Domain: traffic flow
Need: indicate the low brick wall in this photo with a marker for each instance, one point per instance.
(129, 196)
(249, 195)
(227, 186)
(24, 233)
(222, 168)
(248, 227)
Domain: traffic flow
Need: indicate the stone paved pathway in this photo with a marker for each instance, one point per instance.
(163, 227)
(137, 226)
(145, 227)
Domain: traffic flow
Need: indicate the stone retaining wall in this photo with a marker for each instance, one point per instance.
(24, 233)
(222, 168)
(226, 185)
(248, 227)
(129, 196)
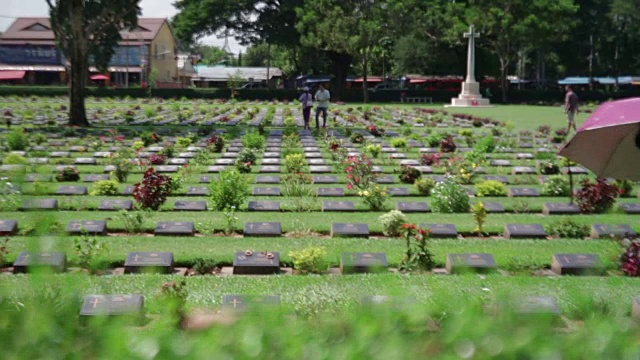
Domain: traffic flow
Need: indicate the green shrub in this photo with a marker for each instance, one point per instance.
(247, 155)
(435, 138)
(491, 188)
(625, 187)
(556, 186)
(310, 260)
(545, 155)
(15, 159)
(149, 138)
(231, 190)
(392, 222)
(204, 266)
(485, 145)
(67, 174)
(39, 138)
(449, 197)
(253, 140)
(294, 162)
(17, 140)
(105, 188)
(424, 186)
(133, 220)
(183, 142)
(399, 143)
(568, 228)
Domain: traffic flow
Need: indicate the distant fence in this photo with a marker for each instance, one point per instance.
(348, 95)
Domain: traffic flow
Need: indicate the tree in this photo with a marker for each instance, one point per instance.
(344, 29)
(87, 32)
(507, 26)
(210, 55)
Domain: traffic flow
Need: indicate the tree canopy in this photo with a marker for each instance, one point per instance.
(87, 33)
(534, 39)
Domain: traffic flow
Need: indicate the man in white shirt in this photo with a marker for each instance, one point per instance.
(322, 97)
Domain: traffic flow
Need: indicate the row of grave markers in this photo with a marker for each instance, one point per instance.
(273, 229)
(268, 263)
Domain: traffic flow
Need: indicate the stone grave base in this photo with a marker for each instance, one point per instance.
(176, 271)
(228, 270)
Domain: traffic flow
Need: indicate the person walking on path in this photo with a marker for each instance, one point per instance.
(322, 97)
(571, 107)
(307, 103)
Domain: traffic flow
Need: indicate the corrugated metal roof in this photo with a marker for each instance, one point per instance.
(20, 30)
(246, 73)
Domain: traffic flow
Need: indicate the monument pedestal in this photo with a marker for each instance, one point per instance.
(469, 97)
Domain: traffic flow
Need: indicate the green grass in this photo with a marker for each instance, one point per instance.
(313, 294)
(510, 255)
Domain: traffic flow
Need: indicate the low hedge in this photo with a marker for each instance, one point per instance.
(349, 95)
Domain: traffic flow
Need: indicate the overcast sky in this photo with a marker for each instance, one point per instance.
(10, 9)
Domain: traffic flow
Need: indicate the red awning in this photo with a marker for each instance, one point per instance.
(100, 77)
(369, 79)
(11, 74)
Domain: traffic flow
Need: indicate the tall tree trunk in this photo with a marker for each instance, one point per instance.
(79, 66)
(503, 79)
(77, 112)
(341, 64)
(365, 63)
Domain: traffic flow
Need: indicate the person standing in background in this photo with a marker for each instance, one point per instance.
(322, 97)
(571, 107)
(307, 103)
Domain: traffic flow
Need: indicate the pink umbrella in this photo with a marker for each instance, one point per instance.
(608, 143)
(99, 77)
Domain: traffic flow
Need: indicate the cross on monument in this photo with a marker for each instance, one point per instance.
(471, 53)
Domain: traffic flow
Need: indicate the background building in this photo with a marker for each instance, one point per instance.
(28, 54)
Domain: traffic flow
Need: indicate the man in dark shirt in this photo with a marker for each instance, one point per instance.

**Task brief:** The output is the data above, repeated exactly, with pictures omitted.

**Response to this task:**
Domain: traffic flow
Need: indicate the low brick wall in this photo with a marker for each instance, one point per instance.
(129, 196)
(249, 195)
(227, 186)
(24, 233)
(222, 168)
(248, 227)
Domain: traffic flow
Need: indicate the stone paved pathway in this photo with a marker for each instance, one point per instance.
(163, 227)
(137, 226)
(145, 227)
Domain: traffic flow
Need: indicate the stone retaining wall in this photo with a marker for each instance, one point per instance.
(24, 233)
(222, 168)
(226, 185)
(248, 227)
(129, 196)
Domain: traffic flow
Need: indicate the green shrub in this photo with a marker for each instance, one point per instance.
(247, 155)
(435, 138)
(491, 188)
(625, 187)
(556, 186)
(310, 260)
(545, 155)
(15, 159)
(149, 138)
(231, 190)
(392, 222)
(204, 266)
(485, 145)
(67, 174)
(39, 138)
(449, 197)
(253, 140)
(294, 162)
(17, 140)
(105, 188)
(424, 186)
(133, 220)
(183, 142)
(399, 143)
(568, 228)
Domain: traffic flow
Need: indicate the distant fence in this photo with a marker for each instance, one point per instance.
(348, 95)
Domain: traffic flow
Need: indicate the tree in this photo with a marker for each instance, one point per instance.
(344, 29)
(87, 32)
(507, 26)
(210, 55)
Domain: traffic flow
Need: indicate the tree canopy in this photo with a marker for each instance, one point per instance.
(87, 33)
(534, 39)
Domain: traffic flow
Need: indicate the man in white shirt in this photo with a marker for each instance, one point per instance.
(322, 97)
Domain: traffic flow
Need: indicate the row of grave markers in this photo with a marker for each instance, one point per instance.
(273, 229)
(268, 263)
Domain: traffic flow
Need: indicate the stone grave base in this photo with a marker for each instance, one point per instance.
(176, 271)
(228, 270)
Domain: traffic flow
Need: indicate the person walking on path in this photo with a marker for each instance, one point per instance.
(322, 97)
(571, 107)
(307, 103)
Domain: traffic flow
Need: indicate the corrugated metal roof in this photo with a marker for each instance, one point per instance.
(20, 30)
(246, 73)
Domain: traffic flow
Need: indicate the monument pedestal in this photo with a marker for each instance, one point per instance.
(469, 97)
Domain: traffic flow
Need: indicate the green grass in this photo with a marker for each instance, one point per instance.
(313, 294)
(510, 255)
Domain: traffic flow
Need: indicate the low hedge in this photo with a marker for each instance, one point per instance.
(349, 95)
Domain: traffic flow
Need: indicate the overcast sky in this photo with a marker for each instance, one point per instance.
(10, 9)
Domain: traffic flow
Need: indicate the red awning in this photo with a marker for each instance, one point per instance.
(100, 77)
(369, 79)
(11, 74)
Domain: traffic flow
Need: indicate the tall tree trunk in this photo with a marker for each instance, one point per instance.
(79, 66)
(503, 79)
(77, 112)
(341, 64)
(365, 63)
Domain: traffic flow
Need: indicate the person standing in background in this photo with a marker for each instance, one point per instance.
(322, 97)
(571, 107)
(307, 103)
Domain: traffic flow
Need: indicate the pink umbrella in this photo with a marker for each instance, one point per instance.
(608, 143)
(99, 77)
Domain: traffic flow
Need: indicate the cross on monument in this photo with a marker for each instance, one point per instance.
(471, 53)
Domain: traffic flow
Need: indicate the background building in this photo with a marker for each instance, one point per instance.
(28, 54)
Domain: traffic flow
Need: indicate the man in dark shirt in this photo with a marker for each instance, one point per instance.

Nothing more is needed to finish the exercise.